● **Excerpt provided**

Worry can be a reasonable response to the threats of a changing climate, he says. But how individuals handle their worry makes a difference. Cognitive behavioral therapy can help people deal with anxiety by seeking to change the patterns of thoughts and feelings that influence behavior.
Brian Casey, PhD, therapist at Light on Anxiety CBT Treatment Center, with three locations in the Chicago area, is familiar with climate change and its impact on mental health. Eco-anxiety “has been popping up again and again in the background for the past few years,” he says.
“I’ve seen anxiety about climate change and the state of the world. There seems to be a general fear of a global downward spiral,” he says. Casey also has seen patients grapple with “the feeling that humanity, as a species, is a parasite and the awareness of the folly of humans who see the problems and don’t do anything about them.”
Concerns range from people worrying that their generation or others haven’t done enough to prevent climate change to fear about an uncertain future.
“Senior citizens worry about the legacy they are leaving for their grandchildren. They have feelings of generational guilt about the sort of world that is being left for them,” Casey says.
“Younger adults have hesitations about bringing children into this world,” he adds. “A lot of it is tied up with economics and fears about the scarcity of resources.”
Putting anxiety into action
Defining values and carving out hope is important, Sutton says. “I think the therapist’s role is to maintain a feeling of hope. Their role is to support the person in engaging in pursuits that are important to them and in line with their values.”

● **Provided records**
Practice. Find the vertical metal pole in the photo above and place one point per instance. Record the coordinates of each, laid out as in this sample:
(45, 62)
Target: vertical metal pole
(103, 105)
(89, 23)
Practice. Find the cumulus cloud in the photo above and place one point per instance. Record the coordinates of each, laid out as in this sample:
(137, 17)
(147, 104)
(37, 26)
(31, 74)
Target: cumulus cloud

* * *

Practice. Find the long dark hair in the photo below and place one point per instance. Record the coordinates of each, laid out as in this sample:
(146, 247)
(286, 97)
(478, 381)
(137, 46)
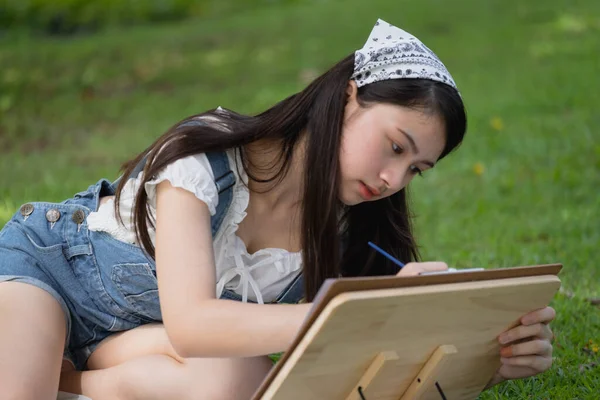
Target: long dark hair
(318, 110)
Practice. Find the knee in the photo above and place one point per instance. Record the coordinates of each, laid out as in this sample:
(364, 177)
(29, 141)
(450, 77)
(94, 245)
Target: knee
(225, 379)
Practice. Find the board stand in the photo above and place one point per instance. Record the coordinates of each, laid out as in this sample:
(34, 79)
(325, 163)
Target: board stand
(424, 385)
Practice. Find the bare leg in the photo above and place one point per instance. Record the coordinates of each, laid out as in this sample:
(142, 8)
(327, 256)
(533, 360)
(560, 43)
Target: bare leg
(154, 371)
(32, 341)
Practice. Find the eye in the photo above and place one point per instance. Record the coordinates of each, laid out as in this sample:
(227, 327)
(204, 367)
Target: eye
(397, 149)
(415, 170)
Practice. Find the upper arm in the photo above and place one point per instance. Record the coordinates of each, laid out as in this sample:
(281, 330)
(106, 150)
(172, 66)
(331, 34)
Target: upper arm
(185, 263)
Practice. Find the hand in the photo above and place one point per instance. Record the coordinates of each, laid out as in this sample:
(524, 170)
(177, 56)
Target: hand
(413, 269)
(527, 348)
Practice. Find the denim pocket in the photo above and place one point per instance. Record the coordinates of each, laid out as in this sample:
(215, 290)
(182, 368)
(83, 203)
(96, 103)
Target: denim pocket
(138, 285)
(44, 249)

* * *

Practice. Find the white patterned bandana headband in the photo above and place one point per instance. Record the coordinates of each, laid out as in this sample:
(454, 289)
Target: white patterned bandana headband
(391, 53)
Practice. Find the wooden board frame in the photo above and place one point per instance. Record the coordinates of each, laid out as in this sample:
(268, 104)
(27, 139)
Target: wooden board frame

● **What is needed**
Write the next part of the article on climate anxiety and therapy above, picking up right after its final sentence.

● **Response to this task**
When clients mention their worries, Casey says it creates an opportunity to help them clarify what’s important to them. “Part of the whole process is to get clients to focus on facts, not fear, and to differentiate between what they can control and what they can’t control,” he says.
Self-care — including eating a proper diet, exercising and practicing relaxation techniques — is also important. As part of self-care, “People can reconnect with nature and immerse themselves in what still exists, which can be uplifting,” Casey says. The coronavirus shutdown, he says, has reminded many clients of the virtue of slowing down and focusing on what is most important: the family and friends who surround us.
Eco-anxiety won’t disappear, but people can relieve it through modest actions, such as writing to their U.S. representative or immersing themselves in an environmental activity.
“Instead of people brooding on this, we can turn it into something positive,” Casey says. “It’s about helping them find a sense of connectedness by getting involved with some kind of organization, such as a political action or conservation group that is part of the solution.”
Kallen strives to live a sustainable life, planting a garden with vegetables and native plants that attract butterflies and birds, and becoming active in advocacy and protest groups. She passes those values on to her daughter. “I take her on hikes in the forest preserves and uphold, magnify and reinforce her sense of wonder, so she will value and appreciate the natural systems around us,” she says.
As a communications instructor at Northwestern University, Kallen has recently developed a sustainability-focused approach for a design thinking and communication class that she co-teaches for first-year engineering students. She says, “I’ve found that you have to turn despair into action. You can’t give up hope.”